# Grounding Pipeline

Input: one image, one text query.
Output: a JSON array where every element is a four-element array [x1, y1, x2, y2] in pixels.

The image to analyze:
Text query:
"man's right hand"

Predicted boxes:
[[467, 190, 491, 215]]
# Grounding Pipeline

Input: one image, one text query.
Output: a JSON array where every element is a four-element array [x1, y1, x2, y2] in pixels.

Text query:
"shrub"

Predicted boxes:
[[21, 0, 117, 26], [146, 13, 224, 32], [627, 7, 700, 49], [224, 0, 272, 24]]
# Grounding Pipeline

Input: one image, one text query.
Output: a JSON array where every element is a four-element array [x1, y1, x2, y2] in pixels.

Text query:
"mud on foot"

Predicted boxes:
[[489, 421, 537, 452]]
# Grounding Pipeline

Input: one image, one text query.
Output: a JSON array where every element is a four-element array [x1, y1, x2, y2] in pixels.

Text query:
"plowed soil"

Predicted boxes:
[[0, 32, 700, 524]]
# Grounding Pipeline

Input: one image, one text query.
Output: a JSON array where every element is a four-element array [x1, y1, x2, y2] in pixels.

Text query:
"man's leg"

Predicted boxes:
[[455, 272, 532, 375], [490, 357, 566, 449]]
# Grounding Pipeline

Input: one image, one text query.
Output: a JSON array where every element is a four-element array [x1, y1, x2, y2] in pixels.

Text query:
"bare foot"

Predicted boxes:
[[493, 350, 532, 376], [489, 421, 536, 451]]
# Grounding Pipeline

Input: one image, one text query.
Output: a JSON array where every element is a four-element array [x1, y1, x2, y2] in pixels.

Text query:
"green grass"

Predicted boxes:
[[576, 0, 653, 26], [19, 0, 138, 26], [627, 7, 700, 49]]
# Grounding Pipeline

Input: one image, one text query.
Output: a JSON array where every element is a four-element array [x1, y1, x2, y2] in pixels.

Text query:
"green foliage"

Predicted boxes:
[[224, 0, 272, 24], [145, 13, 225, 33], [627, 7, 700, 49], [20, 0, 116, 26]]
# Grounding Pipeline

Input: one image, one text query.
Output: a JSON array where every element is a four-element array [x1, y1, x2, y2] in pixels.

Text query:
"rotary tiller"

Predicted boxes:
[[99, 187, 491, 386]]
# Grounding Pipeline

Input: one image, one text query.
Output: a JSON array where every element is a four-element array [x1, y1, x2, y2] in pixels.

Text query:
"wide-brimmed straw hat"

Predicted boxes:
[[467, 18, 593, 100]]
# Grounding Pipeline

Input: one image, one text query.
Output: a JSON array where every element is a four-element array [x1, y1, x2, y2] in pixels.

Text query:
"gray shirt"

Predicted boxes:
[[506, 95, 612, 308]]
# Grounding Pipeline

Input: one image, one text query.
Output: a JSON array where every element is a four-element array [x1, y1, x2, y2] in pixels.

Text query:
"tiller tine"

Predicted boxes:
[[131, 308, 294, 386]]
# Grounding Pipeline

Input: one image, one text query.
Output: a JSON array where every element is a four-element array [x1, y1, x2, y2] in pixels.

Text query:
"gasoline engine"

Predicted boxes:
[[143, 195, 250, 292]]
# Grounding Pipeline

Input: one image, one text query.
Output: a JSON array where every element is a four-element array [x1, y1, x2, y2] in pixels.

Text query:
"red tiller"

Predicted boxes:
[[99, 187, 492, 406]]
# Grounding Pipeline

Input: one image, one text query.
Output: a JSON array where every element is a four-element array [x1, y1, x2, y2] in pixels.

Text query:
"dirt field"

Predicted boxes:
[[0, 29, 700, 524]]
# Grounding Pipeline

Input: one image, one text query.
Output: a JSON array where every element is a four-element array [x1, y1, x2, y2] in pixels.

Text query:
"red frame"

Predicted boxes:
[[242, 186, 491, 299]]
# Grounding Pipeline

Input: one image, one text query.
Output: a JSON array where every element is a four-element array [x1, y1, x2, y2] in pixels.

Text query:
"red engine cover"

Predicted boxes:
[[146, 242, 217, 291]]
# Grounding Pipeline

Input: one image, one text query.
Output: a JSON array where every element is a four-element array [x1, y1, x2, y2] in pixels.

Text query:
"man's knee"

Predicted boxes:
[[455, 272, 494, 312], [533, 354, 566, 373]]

----------

Task description:
Format the lines above as a JSON list of strings, one string per line with blank lines left out, from the start of the items through the line that contains "[[455, 272, 532, 375], [490, 357, 566, 449]]".

Exercise output:
[
  "# Grounding Pipeline",
  "Input: one image, one text query.",
  "Output: a JSON array where every element is a four-element array [x1, y1, x2, y2] in pixels.",
  "The image to analyze:",
  "Text query:",
  "\"man's right hand\"",
  "Predicted boxes:",
  "[[467, 190, 491, 215]]",
  "# Grounding Pipeline",
  "Input: one image, one text query.",
  "Output: a JSON array where every element is a four-element array [x1, y1, x2, y2] in pixels.",
  "Text query:",
  "\"shrub\"",
  "Predicted boxes:",
  "[[21, 0, 117, 26], [146, 13, 224, 32], [627, 7, 700, 49], [224, 0, 272, 24]]",
  "# Grounding Pipeline",
  "Input: one image, one text query.",
  "Output: a JSON array where every element is a four-element array [x1, y1, x2, y2] in pixels.",
  "Text query:",
  "\"mud on foot\"",
  "Predicted boxes:",
  "[[489, 421, 537, 452]]",
  "# Grounding Pipeline",
  "Input: one image, one text query.",
  "Output: a JSON array where every element is a four-element array [x1, y1, x2, y2] in pixels.",
  "Text query:",
  "\"plowed soil\"",
  "Predicted boxes:",
  "[[0, 32, 700, 524]]",
  "# Grounding Pipeline",
  "Input: one image, one text query.",
  "Output: a JSON array where every element is a four-element array [x1, y1, x2, y2] in pixels.",
  "Text query:",
  "\"man's leg\"",
  "Predicted boxes:",
  "[[455, 272, 532, 375], [490, 357, 566, 449]]"
]